**PROBLEM SET**.
• A. According to the Court Street Bagels article, how much annual rent was Peter Eulo already paying?
• B. Pick up the Court Street Bagels article after its last sentence and keep writing.

**EXTRACTED TEXT**.

The Court Street Bagels Caper

The new owner didn't even need to change the lox.

(Shisma / Wikicommons)

When I walked into Court Street Bagels on Wednesday morning, the scene inside was shockingly normal: The morning rush had ended, and employees milled about behind the long counter, taking orders and making bagel sandwiches. I asked the woman next to me in line whether she'd been before. "Oh yes," she said. "We've been coming here for three years. You're going to love it." Did she know anything about the bagel shop having new owners, I asked? She just looked confused. "I don't think so. I've been seeing the same guy here all the time," she said. She was presumably referring to Peter Eulo, who had run Court Street Bagels since 2004. "I think he's the owner. Unless someone just bought it."

I ordered a "Peter," a cold-cut sandwich served on one of the crispiest, fluffiest bagels I've had in recent memory, and an iced tea, and took a seat. "I'm glad to see you're still here," one regal-looking regular, a tall woman in a purple coat, said to a man in a baseball cap behind the counter. The worker just smiled and laughed.

No one seemed to know that Eulo had departed. A customer named Ed, a tall scruffy man wearing a denim shirt and a Yankees fitted, entered, and asked if Peter was around. "No, there's a new owner," one of the workers told him. "But it's the same place, everything is the same, but Peter's gone." Ed asked how Peter was doing, and the worker replied, "He's taking time off."

I went up to the counter and asked, "So, whose stuff is this? Like, the equipment." 

"It's new," a worker named Angelica replied. I gazed at a chair with stuffing spilling out of the cushion.

On Sunday at 5 p.m., Eulo closed his popular Cobble Hill bagel shop for what he was sure was the last time. He turned over the keys to his landlord, and left the bagel shop with, as he put it, "the cable equipment in my backpack and the cash register in my arms." It seemed to be a typical, if sad, tale of a business closing due to rising rents in Brooklyn—Eulo told Curbed that during lease negotiations, the landlord had attempted to jack up his rent beyond the $180,000 he was already paying annually. Nara Garber, a neighborhood regular, posted a picture of Peter standing in Court Street Bagels's entryway, lamenting that "this is a part of fabric of my neighborhood that will no longer exist after tomorrow."

**DATA PROVIDED**.
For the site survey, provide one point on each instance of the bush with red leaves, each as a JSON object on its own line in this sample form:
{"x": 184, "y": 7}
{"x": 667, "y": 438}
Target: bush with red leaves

**IN RESPONSE**.
• A. $180,000 a year.

• B.
Then the weird rumors started flying online. In the Facebook group "BOERUM HILL AT LARGE," a man posting under the name Craig Richardson claimed to be the owner, and said that because of break-ins and insurance issues, the business would be moving to a place with "less crime/vandalism." Those claims then quickly made their way to Reddit, where posters said the rumor came from Eulo's cousin. Some, like an editor of the right-wing publication Tablet, started pointing to the closure of Court Street Bagels as a sign of crime making the city uninhabitable. "This is insane. Small businesses in *Cobble Hill* are apparently uninsurable now. City's got some real problems folks," Armin Rosen wrote. Then, muddying the waters even more, a Redditor claiming to be "a family member of the business" said that the bagel shop would be staying open, cheerfully posting, "I'm here to assure you we're not going anywhere. Thanks for sticking with us!" 

Eulo has posted that all of this came as a surprise to him. The rumor that break-ins had caused the closure and that he was moving to Hoboken for safety seemed to baffle him. "I've had no break-ins, No vandalism, and I couldn't find Hoboken on a map," he wrote. "My lease expired on January 31st, 2023," he shared in another post. "I managed to get another year out of the landlord." And as for the store he'd owned for 20 years continuing to operate without him, he said on Monday that "today's course of events have me so confused." I reached out to Eulo for comment, but he didn't respond.

Over the weekend, the workers at Court Street Bagels told me, they received a phone call from a "friend" they did not want to name, other than that he also worked at the shop. The friend, they said, had been in touch with the new owner, and wanted to give them all their jobs back to continue working at Court Street Bagels, which would remain just as it had been before. And so on Monday morning, the bagel shop reopened, with all the same equipment, and many of the same employees.

All of them declined to tell me who the "friend" was, nor did they know the name of the new owner. How did they know they would be paid? "We don't know what's going on," Angelica admitted. "We're supposed to find out today," but when I came back later, she said the new owner hadn't showed up, and they were still out of the loop.

Who exactly is the new owner? A tantalizing morsel was dropped earlier in the week by yet another Reddit commenter who claimed to be Eulo's cousin. "The landlord cut a deal with another local shop owner. Pete was forced out. Pete was the only owner," they wrote. "The new operator is trying to keep the name the same for fear of being known for what he has just done."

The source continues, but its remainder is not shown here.